Амикошонство, которое вполне можно простить памятнику работы Михаила Константиновича Аникушина.
И вот Андрей Георгиевич читает вслух письмо Пушкина, написанное 20 августа 1833 года в Торжке супруге: «Перед отъездом из Москвы я не успел тебе написать. Нащокин провожал меня шампанским, жженкой и молитвами. Каретник насилу выдал мне коляску; нет мне счастья с каретниками…
После сего поехали мы вместе, как ни в чем ни бывало, он держал меня за ворот всенародно, чтобы я не выскочил из коляски. Отобедали вместе глаз на глаз (виноват: втроем с бутылкой мадеры). Потом, для разнообразия жизни, провел опять вечер у Нащокина; на другой день он задал мне прощальный обед со стерлядями и жженкой, усадил меня в коляску, и я выехал на большую дорогу».
Можно вообразить себе эту картину – Пушкин в коляске в невменяемом состоянии (его держат за ворот, чтобы он не вывалился на ходу), затем следует «продолжение банкета» и, наконец, «на ход ноги».
Изрядно, однако.
Вернувшись в Ленинград, только первые недели Сереже удалось сохранить курганский энтузиазм и приподнятое настроение, которые создавали иллюзию того, что многое здесь если не изменилось, то в ближайшее время должно измениться в лучшую строну. Однако постепенно эта эйфория прошла, и стало ясно, что здесь все по-прежнему.

:: Задание 1 ::
Перепишите из источника отрывок от «Изрядно, однако.» до «здесь все по-прежнему.» включительно, заменив «Ленинград» на «Петербург».
:: Задание 2 ::
Чем, согласно источнику, Нащокин провожал Пушкина перед отъездом из Москвы?
:: Задание 3 ::
Изложите источник в двух предложениях.
Листинг для работы не понадобится.

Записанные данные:
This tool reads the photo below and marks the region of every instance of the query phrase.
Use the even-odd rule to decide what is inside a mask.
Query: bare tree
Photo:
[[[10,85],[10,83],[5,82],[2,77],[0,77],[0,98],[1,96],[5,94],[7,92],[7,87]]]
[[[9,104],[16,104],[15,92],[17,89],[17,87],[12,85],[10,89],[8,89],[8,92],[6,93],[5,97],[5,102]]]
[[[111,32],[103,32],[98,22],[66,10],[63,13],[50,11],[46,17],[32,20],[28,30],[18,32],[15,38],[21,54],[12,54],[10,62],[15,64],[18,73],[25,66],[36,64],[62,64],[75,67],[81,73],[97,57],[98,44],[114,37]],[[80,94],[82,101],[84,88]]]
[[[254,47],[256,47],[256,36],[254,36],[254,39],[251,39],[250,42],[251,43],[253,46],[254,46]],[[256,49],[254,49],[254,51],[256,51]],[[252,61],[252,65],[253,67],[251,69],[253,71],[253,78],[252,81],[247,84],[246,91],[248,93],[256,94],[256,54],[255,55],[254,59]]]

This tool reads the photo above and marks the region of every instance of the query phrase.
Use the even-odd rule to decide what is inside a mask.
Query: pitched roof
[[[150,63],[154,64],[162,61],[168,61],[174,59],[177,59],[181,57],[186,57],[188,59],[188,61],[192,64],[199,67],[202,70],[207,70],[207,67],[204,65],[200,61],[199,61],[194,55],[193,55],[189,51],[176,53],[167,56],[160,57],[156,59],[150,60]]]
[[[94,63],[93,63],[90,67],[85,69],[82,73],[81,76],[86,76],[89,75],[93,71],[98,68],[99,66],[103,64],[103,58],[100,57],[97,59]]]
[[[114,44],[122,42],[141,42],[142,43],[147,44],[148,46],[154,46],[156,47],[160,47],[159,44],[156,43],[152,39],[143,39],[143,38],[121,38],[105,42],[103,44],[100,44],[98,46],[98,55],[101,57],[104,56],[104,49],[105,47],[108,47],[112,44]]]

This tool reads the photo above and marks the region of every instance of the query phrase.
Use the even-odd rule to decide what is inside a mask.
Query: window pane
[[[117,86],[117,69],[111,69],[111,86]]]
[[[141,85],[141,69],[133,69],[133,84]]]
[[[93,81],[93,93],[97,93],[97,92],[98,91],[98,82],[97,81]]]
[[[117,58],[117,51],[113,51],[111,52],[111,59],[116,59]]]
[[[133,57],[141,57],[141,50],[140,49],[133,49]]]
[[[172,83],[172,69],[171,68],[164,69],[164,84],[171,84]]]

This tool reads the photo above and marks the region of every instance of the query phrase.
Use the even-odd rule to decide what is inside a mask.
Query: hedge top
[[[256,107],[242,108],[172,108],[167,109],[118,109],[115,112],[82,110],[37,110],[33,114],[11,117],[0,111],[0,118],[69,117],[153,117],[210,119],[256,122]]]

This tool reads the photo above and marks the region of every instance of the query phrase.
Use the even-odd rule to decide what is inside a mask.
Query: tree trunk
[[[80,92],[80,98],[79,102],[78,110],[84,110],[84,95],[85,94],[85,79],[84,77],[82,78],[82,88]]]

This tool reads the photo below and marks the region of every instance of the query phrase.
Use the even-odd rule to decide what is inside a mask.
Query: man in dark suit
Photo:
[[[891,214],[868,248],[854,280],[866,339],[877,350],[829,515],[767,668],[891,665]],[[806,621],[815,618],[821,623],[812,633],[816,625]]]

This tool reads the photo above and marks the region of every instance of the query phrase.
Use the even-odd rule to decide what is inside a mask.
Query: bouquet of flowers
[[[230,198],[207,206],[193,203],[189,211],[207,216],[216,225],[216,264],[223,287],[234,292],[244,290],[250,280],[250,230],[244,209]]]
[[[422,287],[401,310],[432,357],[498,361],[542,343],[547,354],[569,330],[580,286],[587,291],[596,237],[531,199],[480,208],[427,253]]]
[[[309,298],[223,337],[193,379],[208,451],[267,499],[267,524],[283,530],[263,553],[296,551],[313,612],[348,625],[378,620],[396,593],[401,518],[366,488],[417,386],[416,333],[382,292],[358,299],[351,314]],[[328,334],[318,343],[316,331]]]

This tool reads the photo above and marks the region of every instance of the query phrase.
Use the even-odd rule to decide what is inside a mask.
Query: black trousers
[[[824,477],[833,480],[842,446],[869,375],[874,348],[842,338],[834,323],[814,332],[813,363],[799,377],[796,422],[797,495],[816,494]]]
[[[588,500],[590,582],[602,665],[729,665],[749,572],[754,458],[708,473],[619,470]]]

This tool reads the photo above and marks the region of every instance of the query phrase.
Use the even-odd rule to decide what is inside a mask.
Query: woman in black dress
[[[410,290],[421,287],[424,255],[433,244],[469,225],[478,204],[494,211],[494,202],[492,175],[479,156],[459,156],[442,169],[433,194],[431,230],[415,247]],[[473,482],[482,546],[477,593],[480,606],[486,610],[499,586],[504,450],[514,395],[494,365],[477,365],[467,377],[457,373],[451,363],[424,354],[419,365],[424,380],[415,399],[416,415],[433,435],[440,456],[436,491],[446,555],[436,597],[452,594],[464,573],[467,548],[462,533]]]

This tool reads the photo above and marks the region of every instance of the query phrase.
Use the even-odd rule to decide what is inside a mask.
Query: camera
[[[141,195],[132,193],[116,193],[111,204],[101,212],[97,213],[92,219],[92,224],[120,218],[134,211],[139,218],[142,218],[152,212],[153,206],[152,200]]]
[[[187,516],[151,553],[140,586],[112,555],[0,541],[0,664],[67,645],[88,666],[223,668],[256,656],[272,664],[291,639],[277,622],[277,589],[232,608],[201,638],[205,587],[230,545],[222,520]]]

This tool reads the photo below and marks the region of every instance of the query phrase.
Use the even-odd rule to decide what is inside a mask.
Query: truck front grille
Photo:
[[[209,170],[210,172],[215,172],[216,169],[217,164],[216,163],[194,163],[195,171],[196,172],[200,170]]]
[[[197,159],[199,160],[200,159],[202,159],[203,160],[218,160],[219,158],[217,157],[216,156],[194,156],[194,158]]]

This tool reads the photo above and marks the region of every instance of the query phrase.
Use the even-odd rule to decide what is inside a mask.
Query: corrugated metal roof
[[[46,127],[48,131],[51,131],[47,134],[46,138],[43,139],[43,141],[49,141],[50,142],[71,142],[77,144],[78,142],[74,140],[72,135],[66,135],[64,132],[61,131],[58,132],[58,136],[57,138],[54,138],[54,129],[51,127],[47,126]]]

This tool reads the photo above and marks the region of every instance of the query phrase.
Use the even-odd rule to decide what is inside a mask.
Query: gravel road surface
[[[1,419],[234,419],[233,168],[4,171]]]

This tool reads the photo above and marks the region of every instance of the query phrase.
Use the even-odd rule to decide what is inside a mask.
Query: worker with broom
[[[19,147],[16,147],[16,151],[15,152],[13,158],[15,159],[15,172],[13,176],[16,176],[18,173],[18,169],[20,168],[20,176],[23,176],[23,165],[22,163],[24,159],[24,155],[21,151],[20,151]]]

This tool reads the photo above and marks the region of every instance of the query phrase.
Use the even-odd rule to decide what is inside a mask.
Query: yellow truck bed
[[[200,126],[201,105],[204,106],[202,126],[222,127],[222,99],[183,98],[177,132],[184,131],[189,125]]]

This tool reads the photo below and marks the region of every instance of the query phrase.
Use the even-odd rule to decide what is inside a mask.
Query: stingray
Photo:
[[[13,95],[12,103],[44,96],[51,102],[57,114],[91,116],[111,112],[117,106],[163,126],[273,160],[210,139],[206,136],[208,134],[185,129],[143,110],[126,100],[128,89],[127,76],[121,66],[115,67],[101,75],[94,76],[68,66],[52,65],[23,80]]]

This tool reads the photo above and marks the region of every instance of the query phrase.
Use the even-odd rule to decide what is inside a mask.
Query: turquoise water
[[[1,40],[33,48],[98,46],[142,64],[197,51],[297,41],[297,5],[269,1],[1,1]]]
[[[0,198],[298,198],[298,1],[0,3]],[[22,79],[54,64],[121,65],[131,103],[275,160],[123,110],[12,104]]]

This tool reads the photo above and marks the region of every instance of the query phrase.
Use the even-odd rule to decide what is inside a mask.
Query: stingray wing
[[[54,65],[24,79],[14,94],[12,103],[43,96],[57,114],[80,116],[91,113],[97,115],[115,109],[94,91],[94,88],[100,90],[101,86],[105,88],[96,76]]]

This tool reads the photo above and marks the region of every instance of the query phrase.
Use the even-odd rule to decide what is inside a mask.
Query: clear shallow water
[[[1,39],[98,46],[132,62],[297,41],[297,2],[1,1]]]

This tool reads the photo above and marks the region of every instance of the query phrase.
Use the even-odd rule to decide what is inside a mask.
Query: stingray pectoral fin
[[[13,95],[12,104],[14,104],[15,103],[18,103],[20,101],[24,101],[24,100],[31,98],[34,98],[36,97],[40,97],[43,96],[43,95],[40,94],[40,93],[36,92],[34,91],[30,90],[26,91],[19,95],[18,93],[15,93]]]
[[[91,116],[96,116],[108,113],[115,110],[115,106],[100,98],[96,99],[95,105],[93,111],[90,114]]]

:: Решение 1 ::
Изрядно, однако.
Вернувшись в Петербург, только первые недели Сереже удалось сохранить курганский энтузиазм и приподнятое настроение, которые создавали иллюзию того, что многое здесь если не изменилось, то в ближайшее время должно измениться в лучшую строну. Однако постепенно эта эйфория прошла, и стало ясно, что здесь все по-прежнему.

:: Решение 2 ::
Шампанским, жженкой и молитвами.

:: Решение 3 ::
Андрей Георгиевич читает вслух письмо Пушкина супруге, написанное 20 августа 1833 года в Торжке, о том, как Нащокин провожал его из Москвы шампанским, жженкой и прощальным обедом. Вернувшись в Ленинград, Сережа лишь первые недели сохранял курганский энтузиазм, а затем стало ясно, что там всё по-прежнему.